*** Begin section ***

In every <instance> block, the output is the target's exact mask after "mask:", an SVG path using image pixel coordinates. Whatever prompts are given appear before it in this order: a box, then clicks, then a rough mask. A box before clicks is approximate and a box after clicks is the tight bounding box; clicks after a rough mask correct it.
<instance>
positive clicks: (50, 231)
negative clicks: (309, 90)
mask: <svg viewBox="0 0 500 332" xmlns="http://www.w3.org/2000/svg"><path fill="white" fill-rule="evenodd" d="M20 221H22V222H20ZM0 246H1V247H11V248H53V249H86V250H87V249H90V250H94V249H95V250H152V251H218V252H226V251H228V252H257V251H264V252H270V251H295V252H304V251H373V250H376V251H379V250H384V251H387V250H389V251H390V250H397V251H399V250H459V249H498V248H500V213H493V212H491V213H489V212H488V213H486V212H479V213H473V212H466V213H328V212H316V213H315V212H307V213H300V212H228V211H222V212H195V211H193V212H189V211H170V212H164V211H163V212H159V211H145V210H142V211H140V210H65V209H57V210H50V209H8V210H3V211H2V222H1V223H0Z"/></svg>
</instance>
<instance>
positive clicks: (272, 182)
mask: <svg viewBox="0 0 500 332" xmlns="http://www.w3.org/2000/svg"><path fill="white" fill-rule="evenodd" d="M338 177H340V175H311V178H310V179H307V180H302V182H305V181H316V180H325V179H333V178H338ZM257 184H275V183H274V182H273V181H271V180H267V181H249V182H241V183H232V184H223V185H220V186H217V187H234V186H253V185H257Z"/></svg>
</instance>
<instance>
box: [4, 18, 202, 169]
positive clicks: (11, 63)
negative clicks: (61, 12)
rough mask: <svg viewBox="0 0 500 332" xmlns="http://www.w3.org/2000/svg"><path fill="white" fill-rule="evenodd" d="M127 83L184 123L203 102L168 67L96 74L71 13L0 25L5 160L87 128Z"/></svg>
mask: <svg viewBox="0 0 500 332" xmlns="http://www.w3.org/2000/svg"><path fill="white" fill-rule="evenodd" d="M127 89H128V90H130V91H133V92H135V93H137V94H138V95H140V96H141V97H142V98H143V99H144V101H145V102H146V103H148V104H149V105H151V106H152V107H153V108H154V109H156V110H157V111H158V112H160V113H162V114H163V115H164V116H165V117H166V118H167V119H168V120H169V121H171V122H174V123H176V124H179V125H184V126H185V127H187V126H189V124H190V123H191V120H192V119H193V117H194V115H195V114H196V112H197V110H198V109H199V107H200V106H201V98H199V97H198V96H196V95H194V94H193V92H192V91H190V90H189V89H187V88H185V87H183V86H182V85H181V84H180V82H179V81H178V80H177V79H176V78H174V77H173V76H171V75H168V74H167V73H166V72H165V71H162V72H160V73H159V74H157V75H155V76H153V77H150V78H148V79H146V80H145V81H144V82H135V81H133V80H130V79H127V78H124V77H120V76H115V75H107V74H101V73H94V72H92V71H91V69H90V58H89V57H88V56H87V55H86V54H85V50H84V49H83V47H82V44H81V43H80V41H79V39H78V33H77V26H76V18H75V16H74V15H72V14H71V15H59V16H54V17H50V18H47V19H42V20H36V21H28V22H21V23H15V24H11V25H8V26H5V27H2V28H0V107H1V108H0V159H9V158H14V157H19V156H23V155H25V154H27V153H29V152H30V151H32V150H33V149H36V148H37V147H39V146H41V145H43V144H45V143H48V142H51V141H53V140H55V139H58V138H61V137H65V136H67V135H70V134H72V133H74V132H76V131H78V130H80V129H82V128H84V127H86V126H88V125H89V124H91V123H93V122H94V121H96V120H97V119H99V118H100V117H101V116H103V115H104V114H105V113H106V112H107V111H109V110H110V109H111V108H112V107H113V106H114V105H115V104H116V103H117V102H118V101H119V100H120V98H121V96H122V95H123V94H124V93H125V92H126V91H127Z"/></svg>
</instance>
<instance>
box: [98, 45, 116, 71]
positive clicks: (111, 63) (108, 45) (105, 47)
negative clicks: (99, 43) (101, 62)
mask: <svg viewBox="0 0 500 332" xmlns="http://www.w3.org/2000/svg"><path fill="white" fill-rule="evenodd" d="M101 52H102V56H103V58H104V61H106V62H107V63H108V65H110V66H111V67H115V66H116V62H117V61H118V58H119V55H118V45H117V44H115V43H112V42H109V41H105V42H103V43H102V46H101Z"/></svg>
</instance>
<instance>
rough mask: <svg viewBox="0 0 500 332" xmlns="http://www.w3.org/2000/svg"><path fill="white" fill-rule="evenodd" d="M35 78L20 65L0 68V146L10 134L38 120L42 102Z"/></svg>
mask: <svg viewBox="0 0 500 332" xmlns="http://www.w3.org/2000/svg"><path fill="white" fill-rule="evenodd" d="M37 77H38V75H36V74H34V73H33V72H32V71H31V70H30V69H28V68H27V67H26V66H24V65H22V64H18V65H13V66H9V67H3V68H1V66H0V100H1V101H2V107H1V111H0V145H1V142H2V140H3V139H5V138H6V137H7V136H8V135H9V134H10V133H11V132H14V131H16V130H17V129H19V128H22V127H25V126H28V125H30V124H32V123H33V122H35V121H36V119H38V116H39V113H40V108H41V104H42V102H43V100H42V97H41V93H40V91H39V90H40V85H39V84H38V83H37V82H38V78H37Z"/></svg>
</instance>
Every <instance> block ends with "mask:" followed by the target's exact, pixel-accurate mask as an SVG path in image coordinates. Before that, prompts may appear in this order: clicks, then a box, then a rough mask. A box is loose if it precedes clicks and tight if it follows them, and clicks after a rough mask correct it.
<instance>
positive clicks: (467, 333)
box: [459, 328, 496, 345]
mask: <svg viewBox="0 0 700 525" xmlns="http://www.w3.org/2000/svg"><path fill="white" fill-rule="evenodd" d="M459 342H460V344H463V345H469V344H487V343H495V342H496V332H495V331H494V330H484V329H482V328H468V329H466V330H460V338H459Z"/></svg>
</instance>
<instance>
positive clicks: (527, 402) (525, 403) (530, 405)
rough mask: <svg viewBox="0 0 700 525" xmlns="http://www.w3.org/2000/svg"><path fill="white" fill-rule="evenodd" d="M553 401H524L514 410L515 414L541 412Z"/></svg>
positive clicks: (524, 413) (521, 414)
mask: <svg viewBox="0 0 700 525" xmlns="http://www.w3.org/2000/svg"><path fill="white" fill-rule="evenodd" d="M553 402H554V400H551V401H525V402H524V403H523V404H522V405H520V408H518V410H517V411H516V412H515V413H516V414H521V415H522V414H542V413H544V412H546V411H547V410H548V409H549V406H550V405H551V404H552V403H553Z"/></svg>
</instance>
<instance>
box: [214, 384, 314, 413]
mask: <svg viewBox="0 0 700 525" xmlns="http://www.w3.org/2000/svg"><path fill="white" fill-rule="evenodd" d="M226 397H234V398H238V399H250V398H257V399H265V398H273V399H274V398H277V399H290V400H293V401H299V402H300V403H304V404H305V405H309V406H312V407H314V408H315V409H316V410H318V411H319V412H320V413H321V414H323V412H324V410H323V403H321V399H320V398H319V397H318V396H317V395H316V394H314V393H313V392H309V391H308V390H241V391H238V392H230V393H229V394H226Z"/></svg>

*** End section ***

Pick out every line in the records above that contains the word "order" and copy each of those lines. Case counts.

In every <instance> block, the output is the target's exact mask after "mask:", an SVG path using image pixel coordinates. Whatever prompts are given appear before it in this order: a box, then clicks, then a rough mask. A box before clicks is approximate and a box after clicks is the tight bounding box; clicks after a rough mask correct it.
Every <instance> block ends with "mask:" followed by the target's exact, pixel-accurate mask as an SVG path in image coordinates. Before that, prompts may appear in this order: clicks, then a box, then a rough mask. A box is loose if it precedes clicks and tight if it follows them, and clicks after a rough mask correct it.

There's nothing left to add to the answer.